▶ Testo fornito:

■ ■ ■ ■ ■ ■ ■

I TORNEI CAVALLERESCHI
I tornei cavallereschi erano nati nel medioevo, intorno all’anno mille, come pratiche di addestramento alla guerra. Inizialmente erano organizzati come delle
vere e proprie battaglie tra squadre opposte di cavalieri, che combattevano con le normali armi affilate e per questo facevano diverse vittime. Ai vincitori andavano come premio le armi ed i cavalli degli sconfitti. Ben presto però la Chiesa si oppose a quest’inutili bagni di sangue per cui successivamente le sfide si trasformarono con l’utilizzo delle cosiddette “armi cortesi”, ossia lance smussate e spade spuntate proprio per evitare la morte dei partecipanti. I tornei si diffusero rapidamente e presto furono disciplinati da regole ben codificate, come la perimetrazione del campo di battaglia, le modalità di combattimento, le condizioni di resa, di riscatto dei perdenti, ecc.
IL CONTESTO STORICO-POLITICO
Per comprendere le vicende che portarono alla Disfida, occorre partire dalla situazione politica in cui si trovava la penisola italiana agli inizi del 1500. A quel tempo, l’Italia (intesa come stato unitario) non esisteva, era suddivisa in tanti piccoli stati indipendenti l’un dall’altro.
Questa debolezza strutturale faceva sì che lo stivale fosse un’ambita terra di conquista da parte delle principali potenze europee, in particolare Spagna e Francia, che da tempo avevano già raggiunto l’unità nazionale.

■ ■ ■ ■ ■ ■ ■

▶ Elenco fornito:
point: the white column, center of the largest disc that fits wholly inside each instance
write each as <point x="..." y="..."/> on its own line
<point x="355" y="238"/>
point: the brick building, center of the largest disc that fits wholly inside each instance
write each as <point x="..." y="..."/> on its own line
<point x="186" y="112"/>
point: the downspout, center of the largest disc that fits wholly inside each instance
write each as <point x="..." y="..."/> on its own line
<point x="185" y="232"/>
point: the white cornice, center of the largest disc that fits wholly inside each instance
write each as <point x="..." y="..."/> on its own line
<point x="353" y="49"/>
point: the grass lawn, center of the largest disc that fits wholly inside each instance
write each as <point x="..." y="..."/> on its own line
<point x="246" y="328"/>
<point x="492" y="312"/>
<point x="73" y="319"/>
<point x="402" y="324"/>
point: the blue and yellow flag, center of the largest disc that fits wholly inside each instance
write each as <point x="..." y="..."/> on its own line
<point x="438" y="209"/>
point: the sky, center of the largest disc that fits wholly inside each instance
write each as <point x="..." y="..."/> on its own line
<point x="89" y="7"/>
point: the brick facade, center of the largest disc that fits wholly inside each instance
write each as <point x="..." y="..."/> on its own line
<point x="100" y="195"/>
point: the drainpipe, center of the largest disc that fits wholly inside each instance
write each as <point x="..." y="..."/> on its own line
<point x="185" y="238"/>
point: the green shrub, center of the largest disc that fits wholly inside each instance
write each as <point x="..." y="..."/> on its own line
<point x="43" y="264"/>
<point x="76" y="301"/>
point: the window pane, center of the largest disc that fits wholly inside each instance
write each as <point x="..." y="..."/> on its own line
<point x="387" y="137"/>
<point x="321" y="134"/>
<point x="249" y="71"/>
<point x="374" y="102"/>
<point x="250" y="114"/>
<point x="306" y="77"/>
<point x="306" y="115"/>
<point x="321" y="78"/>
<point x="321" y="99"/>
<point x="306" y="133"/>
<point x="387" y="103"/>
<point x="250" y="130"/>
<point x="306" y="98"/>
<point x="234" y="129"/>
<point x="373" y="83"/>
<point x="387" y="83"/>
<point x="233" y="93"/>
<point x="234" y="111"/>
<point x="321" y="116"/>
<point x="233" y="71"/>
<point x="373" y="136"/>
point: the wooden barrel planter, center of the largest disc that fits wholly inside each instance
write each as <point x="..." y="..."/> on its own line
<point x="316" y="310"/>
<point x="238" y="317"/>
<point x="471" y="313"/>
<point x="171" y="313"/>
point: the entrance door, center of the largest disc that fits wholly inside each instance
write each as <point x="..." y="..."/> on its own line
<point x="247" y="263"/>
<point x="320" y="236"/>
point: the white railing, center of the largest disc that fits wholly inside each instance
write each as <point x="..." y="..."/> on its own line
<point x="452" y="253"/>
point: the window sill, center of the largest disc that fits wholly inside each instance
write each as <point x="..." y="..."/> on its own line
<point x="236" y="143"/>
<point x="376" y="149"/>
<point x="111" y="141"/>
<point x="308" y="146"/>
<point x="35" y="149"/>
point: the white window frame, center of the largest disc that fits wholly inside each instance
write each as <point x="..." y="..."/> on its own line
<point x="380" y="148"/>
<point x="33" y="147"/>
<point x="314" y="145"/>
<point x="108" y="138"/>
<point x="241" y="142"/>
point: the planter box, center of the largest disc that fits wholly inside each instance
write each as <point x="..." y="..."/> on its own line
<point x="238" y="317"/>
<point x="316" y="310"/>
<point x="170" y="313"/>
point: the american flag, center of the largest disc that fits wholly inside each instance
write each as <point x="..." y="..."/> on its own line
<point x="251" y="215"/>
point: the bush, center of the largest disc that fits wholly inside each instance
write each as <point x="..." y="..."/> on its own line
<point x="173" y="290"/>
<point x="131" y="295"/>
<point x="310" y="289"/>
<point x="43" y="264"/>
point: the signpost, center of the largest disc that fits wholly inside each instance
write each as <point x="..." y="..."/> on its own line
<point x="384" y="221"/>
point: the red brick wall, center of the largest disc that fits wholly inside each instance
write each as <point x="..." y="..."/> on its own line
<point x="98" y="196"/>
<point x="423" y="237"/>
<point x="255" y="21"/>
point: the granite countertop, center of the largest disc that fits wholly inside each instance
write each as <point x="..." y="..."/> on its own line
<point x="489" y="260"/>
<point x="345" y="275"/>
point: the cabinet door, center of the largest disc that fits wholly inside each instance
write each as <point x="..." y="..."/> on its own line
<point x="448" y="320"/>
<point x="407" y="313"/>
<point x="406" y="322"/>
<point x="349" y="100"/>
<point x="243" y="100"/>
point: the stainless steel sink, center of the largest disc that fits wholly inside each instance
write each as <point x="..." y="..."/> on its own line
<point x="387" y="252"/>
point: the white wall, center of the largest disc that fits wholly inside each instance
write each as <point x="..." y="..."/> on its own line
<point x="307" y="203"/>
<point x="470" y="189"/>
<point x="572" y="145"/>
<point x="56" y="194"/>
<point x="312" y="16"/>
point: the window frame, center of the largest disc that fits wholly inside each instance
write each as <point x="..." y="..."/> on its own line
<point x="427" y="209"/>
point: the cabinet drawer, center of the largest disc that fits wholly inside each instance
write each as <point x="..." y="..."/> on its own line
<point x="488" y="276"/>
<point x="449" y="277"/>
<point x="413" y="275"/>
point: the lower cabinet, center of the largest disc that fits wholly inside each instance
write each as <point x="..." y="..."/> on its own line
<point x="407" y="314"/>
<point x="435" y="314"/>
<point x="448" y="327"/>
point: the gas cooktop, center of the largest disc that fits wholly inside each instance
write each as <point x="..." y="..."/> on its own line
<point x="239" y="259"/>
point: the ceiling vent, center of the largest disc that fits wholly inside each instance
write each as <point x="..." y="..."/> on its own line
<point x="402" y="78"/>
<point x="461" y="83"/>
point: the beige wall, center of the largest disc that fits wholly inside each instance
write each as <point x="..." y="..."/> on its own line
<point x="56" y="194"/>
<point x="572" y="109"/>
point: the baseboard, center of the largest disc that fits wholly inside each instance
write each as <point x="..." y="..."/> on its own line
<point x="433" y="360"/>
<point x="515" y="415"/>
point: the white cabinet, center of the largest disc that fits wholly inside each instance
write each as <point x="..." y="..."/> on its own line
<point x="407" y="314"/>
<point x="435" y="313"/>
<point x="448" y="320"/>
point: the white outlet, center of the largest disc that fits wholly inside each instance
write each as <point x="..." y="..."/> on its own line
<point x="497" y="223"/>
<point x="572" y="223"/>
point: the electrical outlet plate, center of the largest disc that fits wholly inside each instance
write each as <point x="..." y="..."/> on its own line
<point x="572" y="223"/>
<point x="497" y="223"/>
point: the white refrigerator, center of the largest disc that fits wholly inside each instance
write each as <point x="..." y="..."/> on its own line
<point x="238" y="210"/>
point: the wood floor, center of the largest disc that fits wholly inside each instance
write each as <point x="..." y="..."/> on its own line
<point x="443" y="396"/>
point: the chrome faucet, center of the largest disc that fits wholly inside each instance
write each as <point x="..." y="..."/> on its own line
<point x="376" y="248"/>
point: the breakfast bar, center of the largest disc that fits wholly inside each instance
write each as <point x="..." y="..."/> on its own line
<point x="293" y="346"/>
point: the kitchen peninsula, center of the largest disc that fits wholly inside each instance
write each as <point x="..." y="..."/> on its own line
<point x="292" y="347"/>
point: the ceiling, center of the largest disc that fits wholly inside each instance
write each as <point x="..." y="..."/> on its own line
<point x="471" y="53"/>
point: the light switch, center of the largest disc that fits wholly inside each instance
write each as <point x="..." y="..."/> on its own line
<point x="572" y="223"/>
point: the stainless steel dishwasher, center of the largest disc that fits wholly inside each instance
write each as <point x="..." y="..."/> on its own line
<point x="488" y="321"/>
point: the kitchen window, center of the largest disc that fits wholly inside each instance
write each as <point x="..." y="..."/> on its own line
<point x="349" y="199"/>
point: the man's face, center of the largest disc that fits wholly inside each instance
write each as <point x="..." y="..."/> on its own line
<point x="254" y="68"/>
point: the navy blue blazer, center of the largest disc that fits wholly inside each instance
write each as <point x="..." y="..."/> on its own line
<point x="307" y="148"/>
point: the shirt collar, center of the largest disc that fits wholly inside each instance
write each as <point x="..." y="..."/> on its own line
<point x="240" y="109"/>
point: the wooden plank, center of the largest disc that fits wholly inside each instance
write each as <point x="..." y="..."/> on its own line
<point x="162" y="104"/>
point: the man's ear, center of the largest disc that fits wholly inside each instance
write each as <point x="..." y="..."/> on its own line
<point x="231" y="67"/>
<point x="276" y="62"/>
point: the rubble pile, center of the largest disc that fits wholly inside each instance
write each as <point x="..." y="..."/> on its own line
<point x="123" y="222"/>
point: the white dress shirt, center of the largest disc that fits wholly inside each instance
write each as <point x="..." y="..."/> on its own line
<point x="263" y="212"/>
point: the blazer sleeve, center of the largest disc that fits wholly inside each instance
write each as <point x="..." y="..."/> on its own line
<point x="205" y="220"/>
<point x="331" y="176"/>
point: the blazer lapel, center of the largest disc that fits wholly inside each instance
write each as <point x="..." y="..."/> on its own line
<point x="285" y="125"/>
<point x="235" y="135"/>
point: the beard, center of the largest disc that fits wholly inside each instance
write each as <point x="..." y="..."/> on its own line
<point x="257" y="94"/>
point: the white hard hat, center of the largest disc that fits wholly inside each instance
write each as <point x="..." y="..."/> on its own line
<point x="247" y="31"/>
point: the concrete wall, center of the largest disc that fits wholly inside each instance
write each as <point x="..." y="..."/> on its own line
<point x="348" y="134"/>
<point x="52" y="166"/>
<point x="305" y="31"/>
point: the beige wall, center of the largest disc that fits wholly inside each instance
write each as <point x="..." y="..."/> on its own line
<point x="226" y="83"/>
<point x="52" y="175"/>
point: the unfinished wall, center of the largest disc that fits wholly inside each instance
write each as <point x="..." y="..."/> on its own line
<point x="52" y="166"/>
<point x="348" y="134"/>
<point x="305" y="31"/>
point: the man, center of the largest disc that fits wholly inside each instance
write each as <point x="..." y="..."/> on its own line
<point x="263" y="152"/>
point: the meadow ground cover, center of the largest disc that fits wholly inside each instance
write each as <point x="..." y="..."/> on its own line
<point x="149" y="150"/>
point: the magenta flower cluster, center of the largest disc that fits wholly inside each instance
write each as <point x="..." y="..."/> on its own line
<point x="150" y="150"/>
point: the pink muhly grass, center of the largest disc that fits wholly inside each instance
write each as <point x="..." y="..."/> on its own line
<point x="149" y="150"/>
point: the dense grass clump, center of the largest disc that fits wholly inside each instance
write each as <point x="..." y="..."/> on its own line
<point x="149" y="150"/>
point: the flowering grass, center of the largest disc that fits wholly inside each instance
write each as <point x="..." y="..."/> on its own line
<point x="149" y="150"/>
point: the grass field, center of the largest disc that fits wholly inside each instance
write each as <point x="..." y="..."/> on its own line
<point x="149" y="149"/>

■ ■ ■ ■ ■ ■ ■

▶ Consegne:
• 1. Rispondi a queste domande sul testo dedicato ai tornei cavallereschi:
(a) In che epoca e intorno a quale anno nacquero i tornei cavallereschi?
(b) In che cosa consistevano le cosiddette "armi cortesi"?
(c) Quali potenze europee vengono indicate come principali aspiranti alla conquista della penisola?
• 2. Prosegui il testo sui tornei cavallereschi e sul contesto storico-politico a partire dal punto in cui si interrompe.
L'elenco qui non ha alcun ruolo.

▶ Risposte fornite:
• 1.
(a) Nel medioevo, intorno all'anno mille.
(b) In lance smussate e spade spuntate.
(c) La Spagna e la Francia.

• 2.
A seguito delle loro mire espansionistiche sul ricco territorio italiano, l’11 dicembre del 1500, i Re di Francia e Spagna firmarono a Granada un patto segreto con il quale concordarono l’invasione e la successiva spartizione del Regno di Napoli, un reame indipendente allora governato da Federico I d’Aragona, peraltro cugino del Re di Spagna.
Il piano si compì velocemente: vedendo il suo regno circondato dai due potenti eserciti ed avendo compreso il tradimento del cugino, il sovrano napoletano trattò coi francesi la resa alle migliori condizioni possibili, lasciando la capitale del regno in mano a quest’ultimi. Il Regno di Napoli venne così suddiviso in due blocchi: il nord (Abruzzo e Campania) andò ai francesi mentre il sud (Puglia e Calabria) fu assegnato agli spagnoli. L’accordo di spartizione però resse poco, i francesi reclamarono subito alcune terre di confine, fino ad arrivare
ad una vera
e propria guerra interna, che vide gli eserciti di Francia e Spagna fronteggiarsi nel
sud Italia.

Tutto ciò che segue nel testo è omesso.